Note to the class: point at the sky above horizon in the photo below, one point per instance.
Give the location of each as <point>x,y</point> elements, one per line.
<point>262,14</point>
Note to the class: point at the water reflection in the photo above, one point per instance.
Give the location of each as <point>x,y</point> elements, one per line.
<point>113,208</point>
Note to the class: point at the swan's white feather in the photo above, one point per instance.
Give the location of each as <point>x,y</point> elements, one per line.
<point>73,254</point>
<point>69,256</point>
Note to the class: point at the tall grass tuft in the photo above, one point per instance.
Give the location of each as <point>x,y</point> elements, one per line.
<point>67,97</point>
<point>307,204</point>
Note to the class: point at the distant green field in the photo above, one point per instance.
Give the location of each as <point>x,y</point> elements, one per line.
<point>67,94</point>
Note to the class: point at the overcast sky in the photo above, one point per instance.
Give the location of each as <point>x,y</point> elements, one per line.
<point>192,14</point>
——————
For each line above that carries the word "Note", copy it out.

Note to the class: point at the sky above horizon in the photo below, one point per instance.
Note to the class: point at the water reflection in the photo above, one point per instance.
Note to the class: point at the swan's white feather in the photo above, one point per instance.
Note to the class: point at the tall grass tuft in the photo above, one point per instance.
Note to the class: point at the distant green field in the photo above, one point per instance.
Note to the class: point at the overcast sky in the photo above, one point per instance.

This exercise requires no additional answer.